=== 対象の文章 ===

これは、常勤役員から非常勤役員に、また、取締役が監査役になるなどの分掌変更があった場合に会社が支給する役員退職金も同様。ただし、この場合は分掌変更後の報酬がおおむね50パーセント以上減少するケースに限られる。
ところで、役員退職金については今年から「2分の1課税」が廃止されているので注意が必要だ。2分の1課税とは、退職所得控除額を引いた残額の2分の1を所得金額とするという取り扱い。退職所得は長期間にわたる勤務の対価がまとめて後払いされる性格であることや、退職後の生活保障的な所得であること等を考慮して設けられていたものだ。

===

▸ **やること**:
A. 役員退職金に関する文章によると、分掌変更の場合に支給される役員退職金が同様に扱われるのは、分掌変更後の報酬がどうなるケースに限られるか。
B. 次の(i)〜(iii)が役員退職金に関する文章の内容と合っているか、それぞれ「はい」か「いいえ」で答え、判断の根拠となる文章中の語句をそのまま引用してください。
(i) 2分の1課税は今年から廃止されている。
(ii) 2分の1課税では、退職所得控除額を引いた残額の全額を所得金額とする。
(iii) 2分の1課税は、退職所得が退職後の生活保障的な所得であることなどを考慮して設けられていた。
C. 役員退職金に関する文章を、最後の文の後から続けて書いてください。

=== 提供データ ===

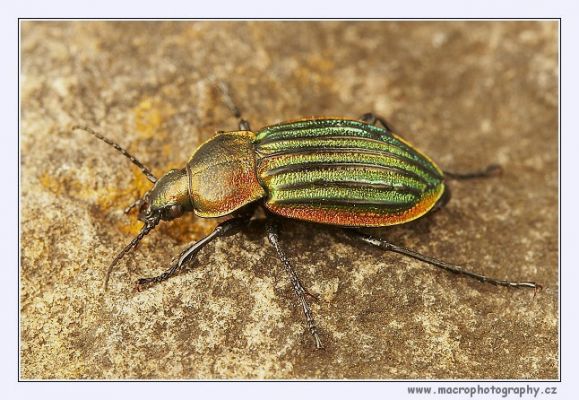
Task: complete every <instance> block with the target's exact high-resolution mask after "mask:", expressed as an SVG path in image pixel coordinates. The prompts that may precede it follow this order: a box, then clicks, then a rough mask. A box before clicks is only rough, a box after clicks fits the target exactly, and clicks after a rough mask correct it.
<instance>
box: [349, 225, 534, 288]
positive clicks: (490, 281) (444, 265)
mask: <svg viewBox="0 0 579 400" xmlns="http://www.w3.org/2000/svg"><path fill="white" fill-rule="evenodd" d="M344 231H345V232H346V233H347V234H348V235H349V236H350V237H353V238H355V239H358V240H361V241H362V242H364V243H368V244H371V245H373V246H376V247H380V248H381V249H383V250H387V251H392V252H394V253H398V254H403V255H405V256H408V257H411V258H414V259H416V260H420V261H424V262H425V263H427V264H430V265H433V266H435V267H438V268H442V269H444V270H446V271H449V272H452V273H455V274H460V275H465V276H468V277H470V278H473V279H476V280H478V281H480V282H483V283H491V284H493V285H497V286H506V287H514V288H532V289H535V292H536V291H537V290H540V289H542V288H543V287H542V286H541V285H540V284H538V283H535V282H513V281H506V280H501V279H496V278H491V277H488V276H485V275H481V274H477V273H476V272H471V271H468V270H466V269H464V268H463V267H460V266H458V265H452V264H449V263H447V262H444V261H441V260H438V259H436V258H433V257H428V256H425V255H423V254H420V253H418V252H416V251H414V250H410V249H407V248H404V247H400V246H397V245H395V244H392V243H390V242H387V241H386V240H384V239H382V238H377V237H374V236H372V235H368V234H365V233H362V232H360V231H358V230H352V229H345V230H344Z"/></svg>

===
=== 提供データ ===

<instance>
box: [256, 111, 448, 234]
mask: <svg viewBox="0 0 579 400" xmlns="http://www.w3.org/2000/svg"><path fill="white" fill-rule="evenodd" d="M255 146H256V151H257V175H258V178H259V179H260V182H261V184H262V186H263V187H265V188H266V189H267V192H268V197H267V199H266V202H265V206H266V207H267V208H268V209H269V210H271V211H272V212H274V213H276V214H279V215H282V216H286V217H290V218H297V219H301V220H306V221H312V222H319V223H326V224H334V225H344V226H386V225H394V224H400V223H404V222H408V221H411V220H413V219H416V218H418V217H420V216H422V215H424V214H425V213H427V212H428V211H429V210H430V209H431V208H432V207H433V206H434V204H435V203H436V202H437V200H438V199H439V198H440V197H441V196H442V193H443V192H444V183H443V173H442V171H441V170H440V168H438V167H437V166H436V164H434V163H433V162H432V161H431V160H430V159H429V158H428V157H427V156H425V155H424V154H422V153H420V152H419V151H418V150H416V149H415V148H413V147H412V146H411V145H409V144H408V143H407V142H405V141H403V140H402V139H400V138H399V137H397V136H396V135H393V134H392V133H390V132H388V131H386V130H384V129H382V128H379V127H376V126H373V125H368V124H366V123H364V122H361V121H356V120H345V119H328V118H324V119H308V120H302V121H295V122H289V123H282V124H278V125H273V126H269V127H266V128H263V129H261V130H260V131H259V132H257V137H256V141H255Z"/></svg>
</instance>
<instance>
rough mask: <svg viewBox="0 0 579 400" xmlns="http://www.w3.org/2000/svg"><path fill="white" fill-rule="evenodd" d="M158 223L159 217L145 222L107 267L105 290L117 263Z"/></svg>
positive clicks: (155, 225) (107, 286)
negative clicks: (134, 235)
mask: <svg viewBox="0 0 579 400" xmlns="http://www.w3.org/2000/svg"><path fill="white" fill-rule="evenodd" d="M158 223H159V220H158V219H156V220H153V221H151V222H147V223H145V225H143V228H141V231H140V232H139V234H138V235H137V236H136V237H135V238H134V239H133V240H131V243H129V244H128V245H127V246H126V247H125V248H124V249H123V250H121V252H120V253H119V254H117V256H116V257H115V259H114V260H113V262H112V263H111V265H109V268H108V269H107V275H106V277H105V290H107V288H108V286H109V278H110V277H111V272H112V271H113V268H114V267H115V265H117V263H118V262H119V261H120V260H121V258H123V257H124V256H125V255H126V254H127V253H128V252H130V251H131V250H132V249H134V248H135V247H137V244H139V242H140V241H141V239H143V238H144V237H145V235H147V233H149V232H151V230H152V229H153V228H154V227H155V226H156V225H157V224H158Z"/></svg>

===

▸ **解答**:
A. 分掌変更後の報酬がおおむね50パーセント以上減少するケースに限られる。

B.
(i) はい。「役員退職金については今年から「2分の1課税」が廃止されている」
(ii) いいえ。「退職所得控除額を引いた残額の2分の1を所得金額とする」
(iii) はい。「退職後の生活保障的な所得であること等を考慮して設けられていたものだ」

C.
一般的に短期間勤務で支給される退職金については退職所得控除により課税されることは少ないが、中には2分の1課税を前提に、短期間のみ在職することが当初から予定されている法人役員等が、給与の受け取りを繰り延べて高額な退職金を受け取ることにより、税負担を回避するという事例が多く指摘されていた。
このように、役員と一般社員の退職金をめぐる環境はかなり異なることを踏まえ、昨年の税制改正によって勤続年数5年以内の法人役員等の退職所得については2分の1課税が廃止された。 役員退職金の2分の1課税の廃止は、平成25年分以後の所得税からの適用となっている。